Set down the lines of the data exactly, starting at the first and stopping after the line containing "Target: player's right hand".

------------------------------------

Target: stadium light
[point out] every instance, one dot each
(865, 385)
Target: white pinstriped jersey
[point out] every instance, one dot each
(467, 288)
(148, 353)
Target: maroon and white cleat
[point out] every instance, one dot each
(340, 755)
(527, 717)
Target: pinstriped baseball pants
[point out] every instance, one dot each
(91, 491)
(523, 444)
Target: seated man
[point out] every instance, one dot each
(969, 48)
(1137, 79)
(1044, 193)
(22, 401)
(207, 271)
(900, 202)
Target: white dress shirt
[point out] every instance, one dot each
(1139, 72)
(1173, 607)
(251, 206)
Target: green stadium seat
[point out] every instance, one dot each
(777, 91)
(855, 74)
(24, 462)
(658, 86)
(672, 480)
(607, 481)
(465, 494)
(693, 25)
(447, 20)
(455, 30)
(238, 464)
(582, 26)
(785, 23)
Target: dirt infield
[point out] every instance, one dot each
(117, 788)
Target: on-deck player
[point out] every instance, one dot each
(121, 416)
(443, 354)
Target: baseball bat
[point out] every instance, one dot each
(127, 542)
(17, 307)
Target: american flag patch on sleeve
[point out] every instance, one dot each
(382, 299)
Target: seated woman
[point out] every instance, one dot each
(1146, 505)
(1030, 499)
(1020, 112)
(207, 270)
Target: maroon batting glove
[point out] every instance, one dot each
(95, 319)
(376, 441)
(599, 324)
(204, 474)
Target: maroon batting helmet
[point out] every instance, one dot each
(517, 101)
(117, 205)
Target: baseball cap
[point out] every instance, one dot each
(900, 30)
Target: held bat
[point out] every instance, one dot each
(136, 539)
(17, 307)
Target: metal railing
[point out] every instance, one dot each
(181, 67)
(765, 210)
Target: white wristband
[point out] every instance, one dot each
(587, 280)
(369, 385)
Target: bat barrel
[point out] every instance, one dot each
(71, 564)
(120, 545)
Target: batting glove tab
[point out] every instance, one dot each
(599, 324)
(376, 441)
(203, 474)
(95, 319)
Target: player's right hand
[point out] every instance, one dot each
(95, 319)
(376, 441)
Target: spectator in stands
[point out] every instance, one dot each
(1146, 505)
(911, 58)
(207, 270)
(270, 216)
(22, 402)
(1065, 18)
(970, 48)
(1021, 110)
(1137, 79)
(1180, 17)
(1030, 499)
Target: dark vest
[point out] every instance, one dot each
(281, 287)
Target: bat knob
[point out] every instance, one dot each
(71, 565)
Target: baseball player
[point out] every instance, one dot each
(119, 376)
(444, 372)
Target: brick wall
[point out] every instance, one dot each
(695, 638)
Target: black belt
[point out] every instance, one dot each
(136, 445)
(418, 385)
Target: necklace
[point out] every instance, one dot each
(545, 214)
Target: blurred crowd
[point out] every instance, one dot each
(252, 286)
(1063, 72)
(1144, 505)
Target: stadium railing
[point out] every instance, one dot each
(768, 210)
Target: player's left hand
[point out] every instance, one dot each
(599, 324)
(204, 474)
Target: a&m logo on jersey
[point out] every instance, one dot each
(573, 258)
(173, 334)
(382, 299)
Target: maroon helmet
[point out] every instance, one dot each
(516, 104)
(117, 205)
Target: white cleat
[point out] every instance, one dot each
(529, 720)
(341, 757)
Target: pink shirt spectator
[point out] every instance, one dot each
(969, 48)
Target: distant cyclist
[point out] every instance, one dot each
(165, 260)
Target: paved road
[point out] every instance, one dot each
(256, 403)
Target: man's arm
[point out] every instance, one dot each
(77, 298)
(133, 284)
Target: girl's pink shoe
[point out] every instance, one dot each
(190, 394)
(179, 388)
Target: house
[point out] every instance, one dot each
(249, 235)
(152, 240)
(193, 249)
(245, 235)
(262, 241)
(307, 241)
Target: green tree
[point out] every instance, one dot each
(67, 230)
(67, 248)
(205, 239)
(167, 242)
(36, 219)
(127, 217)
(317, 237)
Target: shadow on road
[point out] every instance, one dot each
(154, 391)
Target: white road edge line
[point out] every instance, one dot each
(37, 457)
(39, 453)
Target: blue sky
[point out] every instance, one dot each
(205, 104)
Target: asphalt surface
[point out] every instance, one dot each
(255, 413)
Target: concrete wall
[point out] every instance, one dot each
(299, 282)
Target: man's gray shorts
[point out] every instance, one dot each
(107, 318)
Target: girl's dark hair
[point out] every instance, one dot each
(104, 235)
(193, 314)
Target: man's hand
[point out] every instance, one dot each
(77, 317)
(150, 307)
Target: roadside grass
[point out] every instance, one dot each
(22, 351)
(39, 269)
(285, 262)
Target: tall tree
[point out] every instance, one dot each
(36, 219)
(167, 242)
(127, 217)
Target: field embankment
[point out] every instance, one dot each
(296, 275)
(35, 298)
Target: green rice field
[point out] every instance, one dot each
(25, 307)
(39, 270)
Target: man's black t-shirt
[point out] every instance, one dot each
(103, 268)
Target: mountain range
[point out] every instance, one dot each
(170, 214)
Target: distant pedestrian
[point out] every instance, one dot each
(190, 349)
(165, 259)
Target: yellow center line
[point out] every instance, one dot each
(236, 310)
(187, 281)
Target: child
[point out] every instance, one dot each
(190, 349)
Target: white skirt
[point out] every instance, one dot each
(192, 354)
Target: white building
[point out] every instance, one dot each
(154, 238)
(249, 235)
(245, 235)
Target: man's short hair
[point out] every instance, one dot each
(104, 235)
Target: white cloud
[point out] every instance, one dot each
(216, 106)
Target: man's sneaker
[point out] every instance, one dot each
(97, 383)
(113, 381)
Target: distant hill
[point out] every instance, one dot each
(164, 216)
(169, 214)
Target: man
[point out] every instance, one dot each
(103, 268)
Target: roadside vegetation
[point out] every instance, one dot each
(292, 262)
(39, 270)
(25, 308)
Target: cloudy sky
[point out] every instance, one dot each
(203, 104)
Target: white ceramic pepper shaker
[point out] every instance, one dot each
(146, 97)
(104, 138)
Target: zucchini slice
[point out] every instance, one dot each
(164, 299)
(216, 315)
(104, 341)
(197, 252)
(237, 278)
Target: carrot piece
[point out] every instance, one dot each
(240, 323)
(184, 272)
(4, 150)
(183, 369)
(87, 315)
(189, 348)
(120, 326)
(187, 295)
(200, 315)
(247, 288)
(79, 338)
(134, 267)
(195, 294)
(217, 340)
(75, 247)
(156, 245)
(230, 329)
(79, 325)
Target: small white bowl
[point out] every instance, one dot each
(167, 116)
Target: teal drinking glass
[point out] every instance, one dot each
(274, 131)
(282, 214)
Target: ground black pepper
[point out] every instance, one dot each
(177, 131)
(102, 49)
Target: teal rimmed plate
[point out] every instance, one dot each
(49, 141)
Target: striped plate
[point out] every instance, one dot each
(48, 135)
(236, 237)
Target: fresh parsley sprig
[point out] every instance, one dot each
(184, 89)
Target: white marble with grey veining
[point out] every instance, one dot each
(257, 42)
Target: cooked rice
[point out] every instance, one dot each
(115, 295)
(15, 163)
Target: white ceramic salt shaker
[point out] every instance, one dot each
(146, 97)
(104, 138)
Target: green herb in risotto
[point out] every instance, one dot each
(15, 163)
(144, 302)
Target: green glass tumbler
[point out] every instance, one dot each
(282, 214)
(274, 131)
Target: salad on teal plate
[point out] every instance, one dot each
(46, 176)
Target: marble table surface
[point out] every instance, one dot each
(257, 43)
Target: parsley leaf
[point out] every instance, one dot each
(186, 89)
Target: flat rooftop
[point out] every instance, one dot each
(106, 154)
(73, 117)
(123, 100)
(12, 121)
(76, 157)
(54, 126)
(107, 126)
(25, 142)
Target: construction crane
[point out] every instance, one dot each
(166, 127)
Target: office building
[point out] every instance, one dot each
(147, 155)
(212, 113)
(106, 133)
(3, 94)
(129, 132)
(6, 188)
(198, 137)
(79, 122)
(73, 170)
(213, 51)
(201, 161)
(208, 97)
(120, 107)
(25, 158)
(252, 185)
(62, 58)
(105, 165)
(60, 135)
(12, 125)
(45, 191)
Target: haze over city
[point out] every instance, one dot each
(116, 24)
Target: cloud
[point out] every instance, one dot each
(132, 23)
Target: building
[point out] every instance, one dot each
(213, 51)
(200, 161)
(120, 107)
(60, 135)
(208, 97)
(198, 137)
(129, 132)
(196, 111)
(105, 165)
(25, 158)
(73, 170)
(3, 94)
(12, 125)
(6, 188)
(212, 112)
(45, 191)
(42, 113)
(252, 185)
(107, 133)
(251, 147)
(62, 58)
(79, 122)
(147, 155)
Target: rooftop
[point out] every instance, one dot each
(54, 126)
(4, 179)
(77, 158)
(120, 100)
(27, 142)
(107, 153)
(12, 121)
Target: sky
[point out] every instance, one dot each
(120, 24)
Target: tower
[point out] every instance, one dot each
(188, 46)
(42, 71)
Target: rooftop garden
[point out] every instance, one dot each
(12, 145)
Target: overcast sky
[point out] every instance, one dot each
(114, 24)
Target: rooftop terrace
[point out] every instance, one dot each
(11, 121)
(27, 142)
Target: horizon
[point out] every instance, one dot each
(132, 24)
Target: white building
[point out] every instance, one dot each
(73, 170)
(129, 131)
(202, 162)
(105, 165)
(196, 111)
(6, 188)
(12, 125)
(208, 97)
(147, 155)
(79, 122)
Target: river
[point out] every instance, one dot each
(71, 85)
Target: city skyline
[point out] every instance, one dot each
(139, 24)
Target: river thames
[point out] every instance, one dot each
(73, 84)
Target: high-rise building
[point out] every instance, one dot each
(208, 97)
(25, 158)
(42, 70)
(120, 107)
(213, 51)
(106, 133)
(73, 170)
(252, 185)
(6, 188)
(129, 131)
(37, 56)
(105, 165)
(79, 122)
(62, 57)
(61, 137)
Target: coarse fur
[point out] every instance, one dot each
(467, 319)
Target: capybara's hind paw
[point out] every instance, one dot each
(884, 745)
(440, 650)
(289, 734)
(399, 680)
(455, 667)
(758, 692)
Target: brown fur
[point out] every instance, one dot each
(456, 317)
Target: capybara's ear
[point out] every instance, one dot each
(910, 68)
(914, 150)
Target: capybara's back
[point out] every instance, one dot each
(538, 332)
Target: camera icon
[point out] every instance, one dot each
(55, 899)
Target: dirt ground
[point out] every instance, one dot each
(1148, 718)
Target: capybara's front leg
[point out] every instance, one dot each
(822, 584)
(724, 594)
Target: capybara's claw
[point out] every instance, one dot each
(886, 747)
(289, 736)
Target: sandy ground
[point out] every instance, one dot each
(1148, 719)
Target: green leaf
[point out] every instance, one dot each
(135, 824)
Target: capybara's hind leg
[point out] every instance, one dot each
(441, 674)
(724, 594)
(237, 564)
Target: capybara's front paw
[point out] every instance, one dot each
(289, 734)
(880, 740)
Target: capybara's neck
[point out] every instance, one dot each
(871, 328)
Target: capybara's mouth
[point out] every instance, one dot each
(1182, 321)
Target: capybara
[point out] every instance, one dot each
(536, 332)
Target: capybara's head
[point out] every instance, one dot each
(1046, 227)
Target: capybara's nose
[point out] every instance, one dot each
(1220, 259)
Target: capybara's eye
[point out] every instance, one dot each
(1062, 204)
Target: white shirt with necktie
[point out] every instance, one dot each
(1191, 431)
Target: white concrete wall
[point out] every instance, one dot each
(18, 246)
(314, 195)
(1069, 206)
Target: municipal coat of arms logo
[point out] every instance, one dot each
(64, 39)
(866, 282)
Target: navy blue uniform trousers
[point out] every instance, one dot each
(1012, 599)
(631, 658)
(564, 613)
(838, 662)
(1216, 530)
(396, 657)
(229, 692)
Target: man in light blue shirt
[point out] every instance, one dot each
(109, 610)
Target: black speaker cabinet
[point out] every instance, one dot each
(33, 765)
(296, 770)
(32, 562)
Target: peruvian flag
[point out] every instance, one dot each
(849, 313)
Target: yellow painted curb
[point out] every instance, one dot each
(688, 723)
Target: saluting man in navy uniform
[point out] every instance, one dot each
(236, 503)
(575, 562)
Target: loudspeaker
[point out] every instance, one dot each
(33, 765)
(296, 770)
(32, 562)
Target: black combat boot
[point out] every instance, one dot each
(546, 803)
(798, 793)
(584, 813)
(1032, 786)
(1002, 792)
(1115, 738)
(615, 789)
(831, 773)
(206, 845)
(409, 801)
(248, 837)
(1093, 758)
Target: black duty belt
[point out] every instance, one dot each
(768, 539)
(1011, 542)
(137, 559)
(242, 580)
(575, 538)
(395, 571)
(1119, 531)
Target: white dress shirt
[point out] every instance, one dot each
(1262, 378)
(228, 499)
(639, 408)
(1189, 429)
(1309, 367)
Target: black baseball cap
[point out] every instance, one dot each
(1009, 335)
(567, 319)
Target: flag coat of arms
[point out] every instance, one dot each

------------------------------------

Result of this exercise:
Target: stadium light
[point out] every instance, one dot each
(865, 385)
Target: white pinstriped jersey
[point out] every instance, one dot each
(467, 288)
(148, 353)
Target: maroon and white cleat
[point out] every instance, one dot each
(340, 755)
(527, 717)
Target: pinstriped baseball pants
[point out] every instance, one dot each
(91, 491)
(523, 444)
Target: seated man
[point out] every instance, one dot each
(969, 48)
(1137, 79)
(1044, 193)
(22, 401)
(207, 271)
(900, 202)
Target: white dress shirt
[point out] every instance, one dot each
(1139, 72)
(1173, 607)
(251, 206)
Target: green stadium seat
[point out] every instance, one dot each
(777, 91)
(855, 74)
(24, 462)
(658, 86)
(672, 480)
(607, 481)
(465, 494)
(693, 25)
(447, 20)
(455, 30)
(238, 464)
(582, 26)
(785, 23)
Target: dirt infield
[point out] every instance, one dot each
(117, 788)
Target: on-deck player
[point out] every instance, one dot each
(121, 416)
(443, 354)
Target: baseball bat
[point out] every instance, one dot each
(127, 542)
(17, 307)
Target: american flag patch on sleeve
[point out] every instance, one dot each
(382, 299)
Target: seated woman
[point out] every instance, one dot each
(1146, 505)
(1030, 499)
(1020, 112)
(207, 270)
Target: maroon batting glove
[point out] every instance, one dot each
(95, 319)
(376, 441)
(599, 324)
(204, 474)
Target: maroon batting helmet
[point out] every instance, one dot each
(517, 101)
(117, 205)
Target: baseball cap
[point out] every instance, one dot each
(900, 30)
Target: held bat
[point out] every instance, one dot each
(136, 539)
(17, 307)
Target: metal railing
[point out] every instance, one dot each
(181, 67)
(765, 210)
Target: white wristband
[point out] every instance, one dot each
(587, 280)
(369, 385)
Target: bat barrel
[point out] every instance, one dot each
(71, 564)
(120, 545)
Target: batting glove tab
[point out] every instance, one dot each
(599, 324)
(376, 441)
(203, 474)
(95, 319)
Target: player's right hand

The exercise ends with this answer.